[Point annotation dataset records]
━━━━━━━━
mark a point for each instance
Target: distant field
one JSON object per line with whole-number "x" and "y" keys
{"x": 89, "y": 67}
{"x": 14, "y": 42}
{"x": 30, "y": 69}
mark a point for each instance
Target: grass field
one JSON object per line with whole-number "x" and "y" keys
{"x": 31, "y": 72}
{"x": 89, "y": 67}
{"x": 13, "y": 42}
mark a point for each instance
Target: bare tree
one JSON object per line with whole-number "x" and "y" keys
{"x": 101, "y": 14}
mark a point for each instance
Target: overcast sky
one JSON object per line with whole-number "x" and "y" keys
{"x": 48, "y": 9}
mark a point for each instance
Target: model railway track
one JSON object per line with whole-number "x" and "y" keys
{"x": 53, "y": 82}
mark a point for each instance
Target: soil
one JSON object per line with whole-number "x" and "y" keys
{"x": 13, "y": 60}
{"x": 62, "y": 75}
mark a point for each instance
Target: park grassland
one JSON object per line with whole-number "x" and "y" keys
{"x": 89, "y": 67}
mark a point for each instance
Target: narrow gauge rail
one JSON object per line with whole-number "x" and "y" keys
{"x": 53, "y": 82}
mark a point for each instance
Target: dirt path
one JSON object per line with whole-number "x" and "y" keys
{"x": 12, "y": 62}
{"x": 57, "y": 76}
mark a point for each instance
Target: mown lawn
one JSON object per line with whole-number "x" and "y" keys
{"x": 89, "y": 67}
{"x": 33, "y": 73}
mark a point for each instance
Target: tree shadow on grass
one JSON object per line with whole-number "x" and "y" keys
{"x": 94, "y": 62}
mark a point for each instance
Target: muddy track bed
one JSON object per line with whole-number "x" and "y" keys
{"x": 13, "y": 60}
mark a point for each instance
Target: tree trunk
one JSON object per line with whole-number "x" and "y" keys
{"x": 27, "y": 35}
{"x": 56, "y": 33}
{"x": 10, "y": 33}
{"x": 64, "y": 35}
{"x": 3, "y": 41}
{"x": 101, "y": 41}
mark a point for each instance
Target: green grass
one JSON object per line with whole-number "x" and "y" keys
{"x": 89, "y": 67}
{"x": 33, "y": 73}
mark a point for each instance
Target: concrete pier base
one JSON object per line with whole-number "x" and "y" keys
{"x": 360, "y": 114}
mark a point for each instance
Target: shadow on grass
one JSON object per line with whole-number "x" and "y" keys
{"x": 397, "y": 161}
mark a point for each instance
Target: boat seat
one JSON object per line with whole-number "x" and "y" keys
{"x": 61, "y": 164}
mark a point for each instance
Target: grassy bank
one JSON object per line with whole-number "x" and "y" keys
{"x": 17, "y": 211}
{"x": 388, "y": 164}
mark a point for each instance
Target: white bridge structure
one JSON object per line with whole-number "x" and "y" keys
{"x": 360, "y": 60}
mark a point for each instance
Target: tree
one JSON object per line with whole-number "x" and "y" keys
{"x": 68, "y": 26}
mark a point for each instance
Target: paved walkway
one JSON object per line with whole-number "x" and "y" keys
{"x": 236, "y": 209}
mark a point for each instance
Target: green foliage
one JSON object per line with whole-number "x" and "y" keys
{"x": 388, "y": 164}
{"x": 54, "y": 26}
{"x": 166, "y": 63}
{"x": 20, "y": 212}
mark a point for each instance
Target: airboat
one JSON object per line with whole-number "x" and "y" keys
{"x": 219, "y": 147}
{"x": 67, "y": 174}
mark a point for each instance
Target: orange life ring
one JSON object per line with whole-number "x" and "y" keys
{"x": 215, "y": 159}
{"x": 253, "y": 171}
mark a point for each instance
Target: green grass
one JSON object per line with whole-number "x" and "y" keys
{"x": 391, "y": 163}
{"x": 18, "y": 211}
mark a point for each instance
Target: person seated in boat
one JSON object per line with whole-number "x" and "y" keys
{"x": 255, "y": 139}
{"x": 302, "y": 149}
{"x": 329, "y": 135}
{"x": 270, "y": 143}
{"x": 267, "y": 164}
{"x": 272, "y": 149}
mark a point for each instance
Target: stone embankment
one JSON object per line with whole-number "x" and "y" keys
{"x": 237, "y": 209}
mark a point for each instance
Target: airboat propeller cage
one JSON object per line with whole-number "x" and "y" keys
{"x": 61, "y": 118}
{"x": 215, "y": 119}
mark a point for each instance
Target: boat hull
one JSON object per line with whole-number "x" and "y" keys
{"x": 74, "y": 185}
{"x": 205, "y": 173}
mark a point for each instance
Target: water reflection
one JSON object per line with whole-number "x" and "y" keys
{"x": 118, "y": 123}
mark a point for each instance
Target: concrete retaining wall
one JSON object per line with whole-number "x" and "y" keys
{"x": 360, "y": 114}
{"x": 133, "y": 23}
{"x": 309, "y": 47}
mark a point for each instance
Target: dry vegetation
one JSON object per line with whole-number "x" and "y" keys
━━━━━━━━
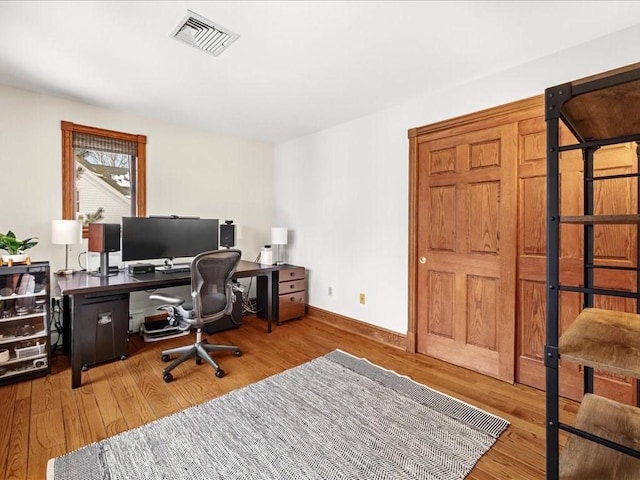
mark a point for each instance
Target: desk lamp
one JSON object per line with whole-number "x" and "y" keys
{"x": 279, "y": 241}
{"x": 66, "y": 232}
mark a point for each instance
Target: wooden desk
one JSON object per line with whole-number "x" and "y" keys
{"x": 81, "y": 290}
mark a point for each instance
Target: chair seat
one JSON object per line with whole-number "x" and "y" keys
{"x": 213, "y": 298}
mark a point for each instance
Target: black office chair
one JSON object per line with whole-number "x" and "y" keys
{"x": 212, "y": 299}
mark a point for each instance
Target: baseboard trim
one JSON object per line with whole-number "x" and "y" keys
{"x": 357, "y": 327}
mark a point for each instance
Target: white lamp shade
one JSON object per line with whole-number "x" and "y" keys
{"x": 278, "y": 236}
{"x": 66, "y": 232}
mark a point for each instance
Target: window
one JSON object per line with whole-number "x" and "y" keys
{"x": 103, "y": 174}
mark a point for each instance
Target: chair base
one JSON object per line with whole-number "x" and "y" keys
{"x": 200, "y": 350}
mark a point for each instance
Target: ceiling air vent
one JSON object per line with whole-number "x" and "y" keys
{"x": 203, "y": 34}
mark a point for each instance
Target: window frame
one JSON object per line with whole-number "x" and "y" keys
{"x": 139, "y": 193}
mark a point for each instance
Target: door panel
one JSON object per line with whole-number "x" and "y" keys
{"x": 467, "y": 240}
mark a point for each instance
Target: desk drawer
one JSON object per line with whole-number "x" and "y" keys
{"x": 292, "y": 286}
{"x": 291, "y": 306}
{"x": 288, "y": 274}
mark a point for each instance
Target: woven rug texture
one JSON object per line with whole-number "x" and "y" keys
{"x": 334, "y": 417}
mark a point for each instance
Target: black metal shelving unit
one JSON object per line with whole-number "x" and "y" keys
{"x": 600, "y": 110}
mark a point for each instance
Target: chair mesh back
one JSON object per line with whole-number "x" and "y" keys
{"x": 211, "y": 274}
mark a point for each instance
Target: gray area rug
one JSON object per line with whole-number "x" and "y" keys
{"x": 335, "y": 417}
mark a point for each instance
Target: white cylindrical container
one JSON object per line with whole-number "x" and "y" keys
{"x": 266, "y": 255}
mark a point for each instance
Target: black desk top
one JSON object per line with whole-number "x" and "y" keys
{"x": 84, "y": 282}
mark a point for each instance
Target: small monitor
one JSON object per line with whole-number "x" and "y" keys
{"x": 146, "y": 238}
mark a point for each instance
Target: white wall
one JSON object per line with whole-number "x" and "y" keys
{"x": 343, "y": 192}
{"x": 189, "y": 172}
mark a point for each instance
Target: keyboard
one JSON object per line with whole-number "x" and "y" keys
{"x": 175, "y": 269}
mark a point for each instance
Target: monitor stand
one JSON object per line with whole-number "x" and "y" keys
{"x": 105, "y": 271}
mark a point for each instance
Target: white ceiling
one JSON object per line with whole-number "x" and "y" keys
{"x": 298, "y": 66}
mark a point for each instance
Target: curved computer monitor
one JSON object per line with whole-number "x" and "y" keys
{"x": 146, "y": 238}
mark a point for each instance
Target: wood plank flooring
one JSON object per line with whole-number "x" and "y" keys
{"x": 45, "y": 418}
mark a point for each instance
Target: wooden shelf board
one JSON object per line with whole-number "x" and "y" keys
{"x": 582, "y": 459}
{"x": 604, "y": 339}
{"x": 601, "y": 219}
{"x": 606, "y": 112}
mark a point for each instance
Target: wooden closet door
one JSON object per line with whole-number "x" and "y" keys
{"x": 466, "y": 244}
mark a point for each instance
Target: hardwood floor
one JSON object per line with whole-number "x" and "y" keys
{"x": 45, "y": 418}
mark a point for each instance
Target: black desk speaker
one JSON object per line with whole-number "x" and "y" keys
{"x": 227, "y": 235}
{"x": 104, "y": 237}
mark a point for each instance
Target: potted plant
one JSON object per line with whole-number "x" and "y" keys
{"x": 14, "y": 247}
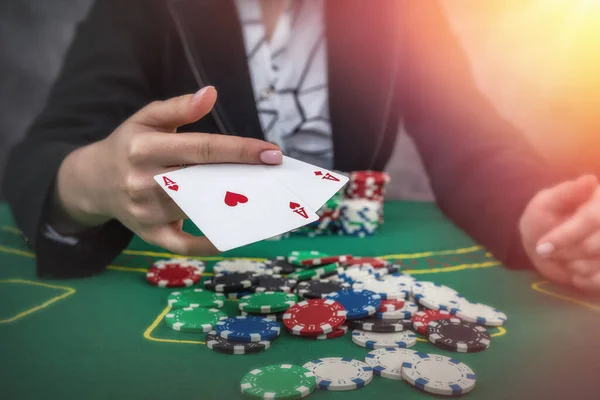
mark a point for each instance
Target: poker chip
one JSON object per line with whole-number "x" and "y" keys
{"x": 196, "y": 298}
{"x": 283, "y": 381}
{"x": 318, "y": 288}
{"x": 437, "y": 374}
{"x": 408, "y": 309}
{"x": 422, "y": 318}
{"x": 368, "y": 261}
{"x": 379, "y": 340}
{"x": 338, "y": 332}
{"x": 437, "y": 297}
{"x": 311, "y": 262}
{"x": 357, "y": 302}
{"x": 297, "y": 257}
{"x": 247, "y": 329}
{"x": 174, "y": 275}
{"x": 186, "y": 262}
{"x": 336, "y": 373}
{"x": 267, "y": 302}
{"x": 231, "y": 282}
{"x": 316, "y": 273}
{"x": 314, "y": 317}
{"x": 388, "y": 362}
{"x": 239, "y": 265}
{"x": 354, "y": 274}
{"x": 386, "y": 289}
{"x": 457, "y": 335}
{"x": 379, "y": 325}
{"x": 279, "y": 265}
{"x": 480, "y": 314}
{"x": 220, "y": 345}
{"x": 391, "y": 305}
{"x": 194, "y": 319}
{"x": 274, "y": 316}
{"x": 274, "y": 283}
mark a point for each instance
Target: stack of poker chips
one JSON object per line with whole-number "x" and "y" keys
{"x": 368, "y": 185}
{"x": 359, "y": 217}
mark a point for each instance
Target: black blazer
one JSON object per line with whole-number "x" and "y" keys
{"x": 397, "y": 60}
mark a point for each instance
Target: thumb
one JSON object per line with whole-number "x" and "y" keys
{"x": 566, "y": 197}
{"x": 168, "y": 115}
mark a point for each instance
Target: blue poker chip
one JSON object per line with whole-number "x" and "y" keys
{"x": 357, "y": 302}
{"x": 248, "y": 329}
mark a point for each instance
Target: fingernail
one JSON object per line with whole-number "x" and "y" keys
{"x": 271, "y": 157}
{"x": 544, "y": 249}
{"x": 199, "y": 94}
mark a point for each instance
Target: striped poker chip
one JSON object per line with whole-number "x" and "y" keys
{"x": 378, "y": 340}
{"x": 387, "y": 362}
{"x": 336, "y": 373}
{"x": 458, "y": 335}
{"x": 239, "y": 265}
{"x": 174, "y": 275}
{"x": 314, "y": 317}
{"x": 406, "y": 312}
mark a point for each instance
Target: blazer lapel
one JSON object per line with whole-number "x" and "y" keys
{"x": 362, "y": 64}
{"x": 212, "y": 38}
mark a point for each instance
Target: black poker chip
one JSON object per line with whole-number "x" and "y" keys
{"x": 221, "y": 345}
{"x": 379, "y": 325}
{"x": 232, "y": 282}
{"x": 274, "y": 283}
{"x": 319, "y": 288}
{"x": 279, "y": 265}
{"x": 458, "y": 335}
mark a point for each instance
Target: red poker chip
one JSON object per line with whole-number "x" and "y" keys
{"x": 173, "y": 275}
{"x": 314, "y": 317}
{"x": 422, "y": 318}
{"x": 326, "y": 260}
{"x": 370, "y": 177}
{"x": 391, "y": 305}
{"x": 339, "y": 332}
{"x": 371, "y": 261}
━━━━━━━━
◆ **What to do**
Which lines contain the word "concrete"? List each one in full, and treat uppercase and lowercase as different.

◆ **Exercise output**
Target: concrete pier base
Target: concrete retaining wall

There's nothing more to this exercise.